RECORDED INFORMATION:

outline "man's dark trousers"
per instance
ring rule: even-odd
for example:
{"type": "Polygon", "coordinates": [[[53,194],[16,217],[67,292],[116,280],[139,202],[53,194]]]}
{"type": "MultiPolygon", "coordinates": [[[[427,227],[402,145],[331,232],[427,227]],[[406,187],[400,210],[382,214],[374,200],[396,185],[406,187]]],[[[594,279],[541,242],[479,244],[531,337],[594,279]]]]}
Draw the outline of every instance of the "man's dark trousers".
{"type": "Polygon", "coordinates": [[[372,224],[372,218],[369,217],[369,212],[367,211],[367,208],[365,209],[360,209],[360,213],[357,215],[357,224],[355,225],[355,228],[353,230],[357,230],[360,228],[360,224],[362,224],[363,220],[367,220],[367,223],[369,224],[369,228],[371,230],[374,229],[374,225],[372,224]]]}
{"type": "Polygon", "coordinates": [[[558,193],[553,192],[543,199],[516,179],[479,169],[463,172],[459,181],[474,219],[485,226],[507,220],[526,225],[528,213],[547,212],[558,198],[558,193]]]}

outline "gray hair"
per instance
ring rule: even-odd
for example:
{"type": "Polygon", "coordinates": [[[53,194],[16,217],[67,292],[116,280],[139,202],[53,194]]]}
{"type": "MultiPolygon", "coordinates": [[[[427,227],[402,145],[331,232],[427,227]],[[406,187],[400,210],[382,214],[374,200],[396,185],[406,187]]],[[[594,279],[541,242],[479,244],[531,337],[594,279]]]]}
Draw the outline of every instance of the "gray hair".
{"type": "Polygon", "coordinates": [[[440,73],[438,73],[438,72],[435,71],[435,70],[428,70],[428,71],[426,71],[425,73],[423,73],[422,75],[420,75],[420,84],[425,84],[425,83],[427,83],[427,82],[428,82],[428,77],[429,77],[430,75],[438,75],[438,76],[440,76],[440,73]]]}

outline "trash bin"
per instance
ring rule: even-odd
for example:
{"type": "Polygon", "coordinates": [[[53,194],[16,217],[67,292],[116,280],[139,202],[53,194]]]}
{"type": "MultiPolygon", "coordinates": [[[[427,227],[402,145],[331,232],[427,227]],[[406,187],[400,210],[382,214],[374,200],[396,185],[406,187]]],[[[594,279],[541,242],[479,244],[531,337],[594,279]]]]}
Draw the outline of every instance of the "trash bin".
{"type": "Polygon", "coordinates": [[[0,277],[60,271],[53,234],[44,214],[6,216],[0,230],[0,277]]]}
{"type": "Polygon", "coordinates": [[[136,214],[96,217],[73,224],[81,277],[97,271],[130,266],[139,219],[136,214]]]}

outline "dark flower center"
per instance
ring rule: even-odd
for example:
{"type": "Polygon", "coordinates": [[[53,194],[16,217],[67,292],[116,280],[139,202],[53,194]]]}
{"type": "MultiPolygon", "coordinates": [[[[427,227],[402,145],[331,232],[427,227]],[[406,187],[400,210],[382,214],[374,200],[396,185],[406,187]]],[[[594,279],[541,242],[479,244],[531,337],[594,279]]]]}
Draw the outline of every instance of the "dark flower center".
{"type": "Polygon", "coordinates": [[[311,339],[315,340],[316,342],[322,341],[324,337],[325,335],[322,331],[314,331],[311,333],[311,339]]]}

AIM: Report every line of the entries above that contains the word "outline", matching case exactly.

EXERCISE RESPONSE:
outline "man's dark trousers"
Draw the outline of every instance of the "man's dark trousers".
outline "gray hair"
Draw the outline of every instance of the "gray hair".
outline "trash bin"
Draw the outline of every instance of the "trash bin".
outline "dark flower center"
Draw the outline of every instance of the "dark flower center".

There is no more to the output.